▸ **WHAT IS REQUIRED**: Return, word for word, the stretch of the article on the Pentagon's counter-IED spending from "The Pentagon has" through "2012 and 2015.".
** Opening GIVEN TEXT block **
Improvised explosive devices planted by insurgents have killed thousands of Americans in Iraq, Afghanistan



The Pentagon spent millions on initiatives to counter improvised explosive devices without showing whether or not they are effective on the battlefield.

The agency leading efforts at the Department of Defense to help warfighters defeat IEDs spent over $112 million on eight initiatives “without showing evidence” that the solutions are effective, according to an inspector general report released on Tuesday.

The watchdog audited the Joint Improvised-Threat Defeat Agency, known as JIDA, focusing on its counter-IED initiatives, discovering that several initiatives managed by the agency did not have completed assessments proving their capabilities on the battlefield.

“JIDA was unable to complete required assessments on the eight initiatives because not enough data were available to analyze,” the inspector general wrote in the partially redacted report. “Therefore, JIDA could not document how well the equipment it furnished through these initiatives performed.”

The Pentagon has struggled to develop tools to defeat IEDs, which have been widely used by insurgents in Iraq and Afghanistan. Roughly 3,000 American troops in Iraq and Afghanistan had been killed by IEDs and over 30,000 wounded as of December 2013, according to a report in USA Today. JIDA spent $1.6 billion on nearly 100 different initiatives to counter IEDs between 2012 and 2015.

On Tuesday, Gen. Robert Neller, the Marine commandant, said that forces are essentially using “farm tools” to clear IEDs and mines from their paths.

“One of the areas we still need to work harder on is the clearance of mines in shallow water, surf zone, and on the craft landing zone. You’ve got to get ashore somewhere and we’re still pretty much like we are with IEDs [using] farm tools and we’ve got to do better,” Neller told an audience at the Center for Strategic and International Studies in Washington, D.C., when asked about equipment innovation.

“There are two ways to find IEDs and mines. There’s the right way, which is to see it and avoid and then there’s the wrong way, which is to hit it. I prefer the first,” Neller continued.

ISIS militants have most recently leveraged IEDs, sourcing materials from several countries and building the weapons for use on the battlefield in Iraq and Syria. U.S. special operators are currently deployed to each country to advise local forces fighting the terror group.

“IS forces have manufactured and deployed improvised explosive devices (IEDs) across the battlefield on a quasi-industrial scale,” the London-based Conflict Armament Research wrote in a February investigative report, using another name for the group. “Responsible for a large number of civilian and military casualties, these improvised bombs endanger and significantly delay ground operations against IS positions, while threatening the safe return of displaced populations. Made of components that are cheap and readily available, IEDs have become IS forces’ signature weapon.”

JIDA, the agency developing counter-IED tools, receives feedback and support from the Joint Chiefs of Staff, the Army Test and Evaluation Command, and the Army G-38. In the report released Tuesday, the inspector general faulted officials at the Joint Chiefs of Staff for not ensuring that the services and combatant commanders who used the counter-IED solutions completed assessments of the equipment after it was delivered to them for demonstration.

The inspector general also found that Army Test and Evaluation Command terminated a team responsible for collecting and reporting data on counter-IED solutions because of force reductions, which resulted in JIDA not having enough information to fully evaluate the effectiveness of the initiatives.

Agency personnel also did not follow established protocol for six other counter-IED initiatives—costing nearly $450 million—reviewed by investigators.

In one case, JIDA spent $6.1 million developing a communication software prototype to collect IED detection information and transferred it to the Army for use without proving it effective. The Army spend $10.9 million over two years on the prototype, only to determine that the costs to implement it were “not worth the capabilities” that it would provide.

For all six initiatives in question, the agency did not complete and record required documentation in its central computer database. Such management failings had been documented by the Government Accountability Office as far back as 2010, but the agency has failed to correct them.

The inspector general concluded that the agency needs to improve its assessment and documentation of initiatives to counter IEDs, and that the Joint Chiefs of Staff must take steps to make sure that officials complete assessments of counter-IED measures.

The audit was mandated by Congress through annual defense legislation.
** Closing GIVEN TEXT block **
** Opening SUPPLIED ENTRIES block **
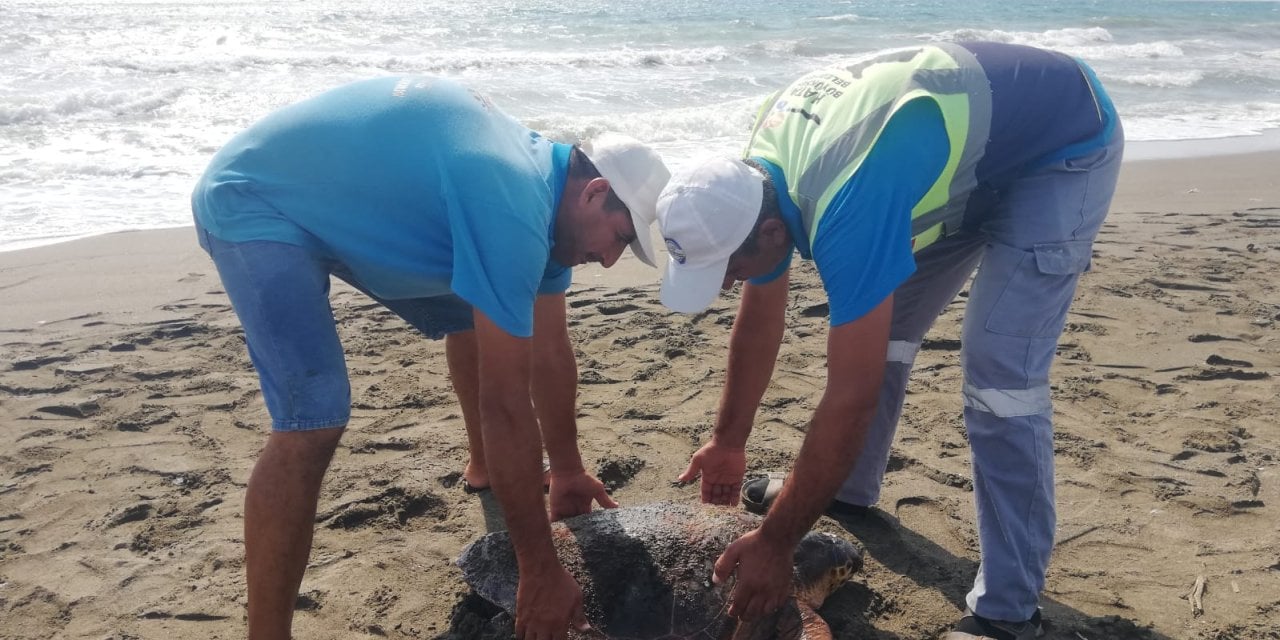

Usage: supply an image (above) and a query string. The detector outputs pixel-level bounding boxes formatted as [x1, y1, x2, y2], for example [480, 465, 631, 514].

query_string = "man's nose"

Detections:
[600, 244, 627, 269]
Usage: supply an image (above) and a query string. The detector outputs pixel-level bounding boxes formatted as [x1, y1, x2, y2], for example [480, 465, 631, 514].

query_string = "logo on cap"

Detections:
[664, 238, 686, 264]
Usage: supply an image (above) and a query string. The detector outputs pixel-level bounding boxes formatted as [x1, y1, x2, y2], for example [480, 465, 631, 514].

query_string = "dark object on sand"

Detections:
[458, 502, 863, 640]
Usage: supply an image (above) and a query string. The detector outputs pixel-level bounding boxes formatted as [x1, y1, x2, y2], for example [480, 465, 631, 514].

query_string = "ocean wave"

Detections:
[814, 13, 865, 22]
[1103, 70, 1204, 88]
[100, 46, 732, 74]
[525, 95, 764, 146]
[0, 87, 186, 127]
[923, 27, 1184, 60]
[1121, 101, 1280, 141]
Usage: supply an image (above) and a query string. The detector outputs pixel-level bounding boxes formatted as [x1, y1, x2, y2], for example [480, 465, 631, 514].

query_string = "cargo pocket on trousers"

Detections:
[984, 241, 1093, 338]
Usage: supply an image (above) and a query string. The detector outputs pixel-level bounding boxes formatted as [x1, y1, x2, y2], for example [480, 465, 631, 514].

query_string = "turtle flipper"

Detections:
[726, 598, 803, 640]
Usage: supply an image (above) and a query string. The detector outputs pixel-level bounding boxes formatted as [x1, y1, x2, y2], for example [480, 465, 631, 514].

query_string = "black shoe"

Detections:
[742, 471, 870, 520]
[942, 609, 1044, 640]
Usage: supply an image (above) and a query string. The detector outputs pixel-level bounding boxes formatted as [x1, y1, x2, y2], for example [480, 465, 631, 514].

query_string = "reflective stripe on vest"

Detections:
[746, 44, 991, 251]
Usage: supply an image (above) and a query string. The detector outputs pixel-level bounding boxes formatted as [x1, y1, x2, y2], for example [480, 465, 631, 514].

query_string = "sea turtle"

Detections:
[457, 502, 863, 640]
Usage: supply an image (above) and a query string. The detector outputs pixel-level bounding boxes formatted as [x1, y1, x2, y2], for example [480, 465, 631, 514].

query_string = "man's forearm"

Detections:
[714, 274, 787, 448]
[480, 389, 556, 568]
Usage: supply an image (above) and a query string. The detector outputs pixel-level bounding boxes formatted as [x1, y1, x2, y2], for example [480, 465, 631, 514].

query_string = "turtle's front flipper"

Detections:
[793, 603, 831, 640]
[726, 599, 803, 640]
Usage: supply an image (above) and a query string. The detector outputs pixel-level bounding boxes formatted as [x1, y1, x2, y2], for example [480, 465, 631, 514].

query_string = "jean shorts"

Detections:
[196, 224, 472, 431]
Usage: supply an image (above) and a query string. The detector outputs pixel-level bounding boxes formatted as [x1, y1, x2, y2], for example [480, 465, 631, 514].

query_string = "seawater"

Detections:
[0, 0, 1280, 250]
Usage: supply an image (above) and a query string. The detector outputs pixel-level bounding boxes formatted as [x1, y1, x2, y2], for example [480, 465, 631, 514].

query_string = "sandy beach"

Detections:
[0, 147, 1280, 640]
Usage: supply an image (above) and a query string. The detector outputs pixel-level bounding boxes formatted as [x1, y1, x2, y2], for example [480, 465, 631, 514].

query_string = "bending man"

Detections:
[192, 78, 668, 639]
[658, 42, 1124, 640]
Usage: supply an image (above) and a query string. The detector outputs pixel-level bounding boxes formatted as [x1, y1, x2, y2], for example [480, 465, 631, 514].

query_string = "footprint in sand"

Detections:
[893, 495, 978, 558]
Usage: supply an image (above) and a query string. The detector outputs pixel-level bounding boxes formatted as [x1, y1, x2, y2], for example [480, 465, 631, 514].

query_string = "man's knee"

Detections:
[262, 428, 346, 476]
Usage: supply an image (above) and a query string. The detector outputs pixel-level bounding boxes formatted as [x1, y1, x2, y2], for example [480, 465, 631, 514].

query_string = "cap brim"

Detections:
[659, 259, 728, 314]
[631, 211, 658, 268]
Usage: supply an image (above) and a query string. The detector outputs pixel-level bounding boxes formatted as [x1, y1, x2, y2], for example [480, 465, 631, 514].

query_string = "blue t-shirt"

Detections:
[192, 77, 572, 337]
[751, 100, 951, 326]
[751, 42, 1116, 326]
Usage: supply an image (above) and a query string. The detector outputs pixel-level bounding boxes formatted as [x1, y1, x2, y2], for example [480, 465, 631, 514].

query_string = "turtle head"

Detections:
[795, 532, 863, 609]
** Closing SUPPLIED ENTRIES block **
▸ **RESPONSE FOR THIS EXERCISE**:
The Pentagon has struggled to develop tools to defeat IEDs, which have been widely used by insurgents in Iraq and Afghanistan. Roughly 3,000 American troops in Iraq and Afghanistan had been killed by IEDs and over 30,000 wounded as of December 2013, according to a report in USA Today. JIDA spent $1.6 billion on nearly 100 different initiatives to counter IEDs between 2012 and 2015.